SELECTED EXTRACT START

One Health, One Medicine: how collaborations between veterinarians and doctors can help both humans and animals

Medics and veterinarians have a long history of working closely together on diseases of mutual interest which can be traced backed into the late 18th century. Read on to find out how such collaboration is more important than ever.

Despite the history of collaboration, there has been a growing concern about the development of ‘stubborn silos’ where interdisciplinary interactions between medics and veterinarians is the exception rather than the rule. The ‘One Health, One Medicine’ movement has emerged out of these concerns and embraces a cross-discipline, collaborative approach between medics, veterinarians and scientists to address diseases of importance to both scientific communities.

Over recent years, the emergence of important zoonotic diseases has been a key driver in the development of such collaborations as the wider biomedical community develops management approaches for diseases such as severe acute respiratory syndrome (SARS), rabies and H5N1 influenza. These diseases, which have caused significant global morbidity and mortality, highlighted the need to understand disease biology in one species in order to develop rational therapeutic and preventive approaches for another. There are numerous other examples beyond zoonotic diseases where an integrated, multi-discipline ‘One Heath, One Medicine’ approach has been strongly advocated, from topics as diverse as antibiotic resistance to the biology of obesity.

SELECTED EXTRACT END

PROBLEMS TO WORK ON:
(1) In the article on One Health, One Medicine, why did the "One Health, One Medicine" movement come about? Answer in one to three sentences.
(2) According to the article on One Health, One Medicine, how far back can the close work between medics and veterinarians be traced?
(3) Extend the article on One Health, One Medicine with a few more paragraphs, picking up right after its last sentence.

DATA PROVIDED START

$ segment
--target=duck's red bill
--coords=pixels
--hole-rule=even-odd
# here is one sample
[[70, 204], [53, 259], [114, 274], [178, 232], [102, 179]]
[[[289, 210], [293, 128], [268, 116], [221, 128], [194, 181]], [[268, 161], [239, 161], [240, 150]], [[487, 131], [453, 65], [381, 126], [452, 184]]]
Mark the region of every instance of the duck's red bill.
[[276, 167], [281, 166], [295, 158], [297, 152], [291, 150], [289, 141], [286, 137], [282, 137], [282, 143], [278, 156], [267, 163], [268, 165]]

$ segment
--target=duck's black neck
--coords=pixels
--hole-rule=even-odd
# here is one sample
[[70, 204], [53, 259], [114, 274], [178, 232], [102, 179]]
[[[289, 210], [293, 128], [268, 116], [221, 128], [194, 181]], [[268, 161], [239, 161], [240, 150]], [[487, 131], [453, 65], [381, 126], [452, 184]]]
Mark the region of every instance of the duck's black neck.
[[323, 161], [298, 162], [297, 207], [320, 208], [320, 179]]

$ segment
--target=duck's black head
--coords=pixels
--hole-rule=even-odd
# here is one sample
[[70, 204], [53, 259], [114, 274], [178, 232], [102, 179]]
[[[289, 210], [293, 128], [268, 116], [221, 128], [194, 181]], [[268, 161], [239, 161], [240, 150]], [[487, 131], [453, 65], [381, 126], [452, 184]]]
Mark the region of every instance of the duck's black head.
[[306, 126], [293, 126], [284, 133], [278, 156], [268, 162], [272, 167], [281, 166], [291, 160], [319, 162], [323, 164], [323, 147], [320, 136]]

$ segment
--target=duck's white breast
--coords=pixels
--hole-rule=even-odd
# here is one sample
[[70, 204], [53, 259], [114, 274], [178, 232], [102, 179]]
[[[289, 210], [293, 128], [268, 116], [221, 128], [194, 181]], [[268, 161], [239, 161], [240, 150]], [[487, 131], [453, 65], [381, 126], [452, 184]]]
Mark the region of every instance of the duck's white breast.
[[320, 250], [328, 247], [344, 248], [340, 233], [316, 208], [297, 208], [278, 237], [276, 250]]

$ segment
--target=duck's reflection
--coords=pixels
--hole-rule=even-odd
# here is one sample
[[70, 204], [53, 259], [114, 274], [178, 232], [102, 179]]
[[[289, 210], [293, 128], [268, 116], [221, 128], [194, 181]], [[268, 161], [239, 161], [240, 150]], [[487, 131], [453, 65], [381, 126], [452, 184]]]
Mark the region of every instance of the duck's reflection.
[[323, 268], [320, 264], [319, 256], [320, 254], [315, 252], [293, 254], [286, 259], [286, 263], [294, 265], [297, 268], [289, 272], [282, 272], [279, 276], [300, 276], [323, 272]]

DATA PROVIDED END
DATA PROVIDED START

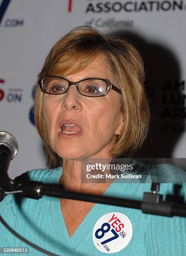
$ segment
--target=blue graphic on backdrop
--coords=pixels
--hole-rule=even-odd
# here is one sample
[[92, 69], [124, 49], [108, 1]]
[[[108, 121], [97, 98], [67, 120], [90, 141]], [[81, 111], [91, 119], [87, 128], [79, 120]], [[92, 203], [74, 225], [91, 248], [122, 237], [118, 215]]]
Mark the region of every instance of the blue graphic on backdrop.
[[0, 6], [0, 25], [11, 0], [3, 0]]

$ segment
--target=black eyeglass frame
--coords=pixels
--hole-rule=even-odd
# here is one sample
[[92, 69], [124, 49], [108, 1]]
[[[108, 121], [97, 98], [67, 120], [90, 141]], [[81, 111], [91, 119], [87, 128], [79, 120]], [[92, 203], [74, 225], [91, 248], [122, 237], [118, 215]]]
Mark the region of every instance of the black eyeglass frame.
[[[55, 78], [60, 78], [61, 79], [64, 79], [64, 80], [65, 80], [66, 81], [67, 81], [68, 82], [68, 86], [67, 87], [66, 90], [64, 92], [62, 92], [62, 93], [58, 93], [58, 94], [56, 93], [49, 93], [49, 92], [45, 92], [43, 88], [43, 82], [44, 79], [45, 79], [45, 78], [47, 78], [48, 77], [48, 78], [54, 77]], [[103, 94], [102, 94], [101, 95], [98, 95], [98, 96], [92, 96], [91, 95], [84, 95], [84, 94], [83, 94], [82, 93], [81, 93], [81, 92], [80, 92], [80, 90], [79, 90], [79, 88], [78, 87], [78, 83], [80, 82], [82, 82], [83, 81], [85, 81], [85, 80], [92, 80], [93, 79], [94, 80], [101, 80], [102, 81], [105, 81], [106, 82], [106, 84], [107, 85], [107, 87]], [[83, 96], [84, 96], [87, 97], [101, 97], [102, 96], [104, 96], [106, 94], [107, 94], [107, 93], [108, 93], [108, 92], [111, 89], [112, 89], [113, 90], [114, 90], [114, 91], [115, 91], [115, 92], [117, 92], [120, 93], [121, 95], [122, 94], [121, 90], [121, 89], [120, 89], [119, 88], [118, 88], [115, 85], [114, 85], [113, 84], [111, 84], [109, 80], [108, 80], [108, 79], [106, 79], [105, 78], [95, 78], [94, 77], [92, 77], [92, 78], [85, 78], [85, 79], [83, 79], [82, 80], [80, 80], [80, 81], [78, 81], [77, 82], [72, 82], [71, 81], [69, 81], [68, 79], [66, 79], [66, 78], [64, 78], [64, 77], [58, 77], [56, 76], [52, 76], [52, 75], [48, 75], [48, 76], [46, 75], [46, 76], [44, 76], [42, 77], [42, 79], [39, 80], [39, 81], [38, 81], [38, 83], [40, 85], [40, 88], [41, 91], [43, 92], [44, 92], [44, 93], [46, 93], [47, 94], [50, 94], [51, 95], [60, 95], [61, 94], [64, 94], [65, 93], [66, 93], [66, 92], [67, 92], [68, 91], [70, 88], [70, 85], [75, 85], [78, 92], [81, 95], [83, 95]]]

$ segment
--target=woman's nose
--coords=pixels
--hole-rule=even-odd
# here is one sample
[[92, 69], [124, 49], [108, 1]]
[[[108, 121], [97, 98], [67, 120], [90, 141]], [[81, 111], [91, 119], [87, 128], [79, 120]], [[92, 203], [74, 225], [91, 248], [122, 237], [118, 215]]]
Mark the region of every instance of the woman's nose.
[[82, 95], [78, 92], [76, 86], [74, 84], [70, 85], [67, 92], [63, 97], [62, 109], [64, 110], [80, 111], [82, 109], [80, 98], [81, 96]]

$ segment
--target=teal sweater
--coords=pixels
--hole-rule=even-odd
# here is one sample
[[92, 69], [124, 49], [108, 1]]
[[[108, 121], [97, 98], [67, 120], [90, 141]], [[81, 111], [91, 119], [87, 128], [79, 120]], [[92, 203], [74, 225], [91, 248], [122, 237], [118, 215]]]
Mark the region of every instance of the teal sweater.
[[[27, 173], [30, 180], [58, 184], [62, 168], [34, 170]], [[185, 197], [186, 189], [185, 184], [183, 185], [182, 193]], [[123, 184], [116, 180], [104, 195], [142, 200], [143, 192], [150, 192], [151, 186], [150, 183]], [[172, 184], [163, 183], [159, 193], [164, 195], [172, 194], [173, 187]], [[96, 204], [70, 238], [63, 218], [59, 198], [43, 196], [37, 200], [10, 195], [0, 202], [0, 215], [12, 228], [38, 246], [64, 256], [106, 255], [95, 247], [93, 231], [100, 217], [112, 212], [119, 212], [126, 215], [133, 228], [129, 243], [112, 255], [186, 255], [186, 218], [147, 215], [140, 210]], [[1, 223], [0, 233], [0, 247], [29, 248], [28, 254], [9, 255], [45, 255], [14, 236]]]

DATA PROVIDED END

ANSWER SECTION:
(1) It grew out of concern about "stubborn silos," meaning that medics and veterinarians had come to work across their fields only as the exception rather than the rule. The movement answers this by promoting a shared, cross-discipline approach among medics, veterinarians and scientists to diseases that matter to both.

(2) To the late 18th century.

(3)
Spontaneous models of human diseases

Aside from the need to control zoonotic diseases, another major driver of the ‘One Health, One Medicine’ agenda is the lack of progress which has been made on understanding, and subsequently developing novel therapies for, many human disorders. The numerous recent medical advances in these fields have frequently only allowed for more effective palliation of the clinical signs and often complete resolution of the underlying pathology is not achieved. This failure has promoted reflection amongst scientists as to whether new approaches are required in order to make clinically relevant advances in patient care. Although lack of funding for scientific research is frequently cited as a major barrier in the drive to develop novel therapies, the failure to make significant, step change advances in the treatment of many diseases has occurred despite an expansion of global biomedical research.

This paucity of major advances in clinical treatments has, in part, driven a large increase in the number of animals, particularly mice and rats, which are used in experimental models of human diseases. Paradoxically, it is the increasing reliance on murine models that has been implicated as one of the reasons why so many treatments fail in human trials. Firstly, there are concerns that mouse physiology is so significantly different from humans that it is invariably unreasonable to assume that humans and mice will respond in a similar fashion to the same physiological challenge or novel therapy. Secondly, there are increasing concerns that murine models themselves simply do not accurately mimic human disease. There are also continuing concerns amongst the public about the morality of inducing disease in healthy animals.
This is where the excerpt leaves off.